EXERCISE AIM: Extend the gardening notes on seedlings below, writing on from after their final line.

READING PASSAGE:
|Lilium seedlings are just a single blade.|
Partridge Pea is a native annual found in the eastern half of the US. It germinated well after a 10 day cold stratification. This plant is able to fix nitrogen from the atmosphere though its association with rhizobial bacteria. The seed I purchased form Prairie Moon Nursery came with a packet of inoculum to ensure that these bacteria would be present for the new plant. The leaflets fold together at night and when it is being roughly handled. I have already planted out a bunch of these along a roadside, where I am hoping they will be able to reseed themselves.
|Indoor sown plants are lankier than these outdoor plants.|
I also started more Woodland Sunflower, Helianthus divaricatus, and Crowned Beggarticks, Bidens coronata, using the Winter Sowing method. Germination was moderate, but the resulting plants are of good size and require no hardening off before transplanting. This was probably a poor year to really evaluate the winter-sowing method. Since it was quite warm and relatively dry, the covered containers did not get very much moisture in through the pour-spout, making them warmer and drier - not what you want for cold stratification of seeds.
|Random Seedlings: 1. Sulfur Cosmos (blunt leaf tips); 2. Annual grass |
(single blades); 3. Oxalis (3 leaflets); Tomato (hairy stems and smell)

RECORDS:
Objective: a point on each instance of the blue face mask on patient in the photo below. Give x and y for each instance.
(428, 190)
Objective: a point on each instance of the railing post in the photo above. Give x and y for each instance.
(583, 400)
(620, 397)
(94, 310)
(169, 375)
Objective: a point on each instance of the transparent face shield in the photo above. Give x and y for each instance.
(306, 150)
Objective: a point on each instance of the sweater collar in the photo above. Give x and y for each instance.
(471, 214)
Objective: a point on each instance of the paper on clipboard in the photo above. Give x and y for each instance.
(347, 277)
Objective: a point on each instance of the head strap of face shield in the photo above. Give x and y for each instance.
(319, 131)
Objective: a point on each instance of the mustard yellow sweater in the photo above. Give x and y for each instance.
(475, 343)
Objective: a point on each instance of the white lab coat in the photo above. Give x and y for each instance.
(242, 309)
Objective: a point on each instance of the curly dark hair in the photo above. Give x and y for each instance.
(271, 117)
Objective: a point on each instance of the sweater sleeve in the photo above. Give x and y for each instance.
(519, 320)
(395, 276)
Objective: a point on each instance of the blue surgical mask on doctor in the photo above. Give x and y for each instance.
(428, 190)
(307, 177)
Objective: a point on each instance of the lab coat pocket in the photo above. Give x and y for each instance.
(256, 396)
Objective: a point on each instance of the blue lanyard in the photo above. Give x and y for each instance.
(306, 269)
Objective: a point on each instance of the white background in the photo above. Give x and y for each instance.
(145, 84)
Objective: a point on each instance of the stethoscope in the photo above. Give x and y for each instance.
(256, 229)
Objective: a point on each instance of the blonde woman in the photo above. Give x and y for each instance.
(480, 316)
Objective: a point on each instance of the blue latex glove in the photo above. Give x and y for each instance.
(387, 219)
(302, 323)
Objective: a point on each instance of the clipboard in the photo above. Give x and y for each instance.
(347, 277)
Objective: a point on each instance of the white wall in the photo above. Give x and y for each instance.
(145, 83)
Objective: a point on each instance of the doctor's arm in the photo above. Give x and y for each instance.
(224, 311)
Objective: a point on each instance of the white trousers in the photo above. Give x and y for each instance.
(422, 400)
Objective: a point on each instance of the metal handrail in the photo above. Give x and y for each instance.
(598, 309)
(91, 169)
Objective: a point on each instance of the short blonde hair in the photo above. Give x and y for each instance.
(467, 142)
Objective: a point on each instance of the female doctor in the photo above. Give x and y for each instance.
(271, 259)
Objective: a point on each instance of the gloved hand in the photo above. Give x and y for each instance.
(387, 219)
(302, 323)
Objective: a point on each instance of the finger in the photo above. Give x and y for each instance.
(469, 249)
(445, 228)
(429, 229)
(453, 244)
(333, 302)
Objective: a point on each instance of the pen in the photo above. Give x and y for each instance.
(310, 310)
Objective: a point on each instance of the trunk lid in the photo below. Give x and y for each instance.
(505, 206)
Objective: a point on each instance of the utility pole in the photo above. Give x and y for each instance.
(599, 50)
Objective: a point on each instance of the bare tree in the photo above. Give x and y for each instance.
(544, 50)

REPLY:
When you are counting on plants reseeding themselves in the garden, weeding and maintenance become a big issue. In this photo of random seedlings I can recognize some of these as desirable and other as definite 'weeds'. Possible desirable seedlings here include Agastache 'Navaho Sunset', Bidens coronata, Cosmos sulphureus, Monarda punctata, Salvia coccinia, and Rudbeckia hirta. The largest seedling in the photo is most likely a Sulfur Cosmos, though it could also be a Bidens. This is a keeper. The easy to ID weeds are the grasses and Oxalis. The grasses have only single leaves (monocots) and the Oxalis has a 3-lobed clover-like leaf. All of the desired plants in this area are dicots, they have two cotyledon leaves. This makes them easy to distinguish from the grasses. Where it gets tricky is all of the tomato seeds that come in with the compost. (I know, I don't cook my compost hot enough.) These seedlings have a tomato smell when bruised and the stem is covered with little hairs. At this juncture my strategy is to remove only those weeds I'm sure about (grass, oxalis and tomatos) and watch to see how the others develop.
|These seedlings are about an inch tall, but strongly aromatic.|
|This is the second year these have managed come back on their own.|
|These rosettes may be from fall-germinated seeds|
|Fresh shoots from a plant that was started last year.|
Now the watching continues. Will there be more seedlings coming up? Will I figure what's what before it's too late?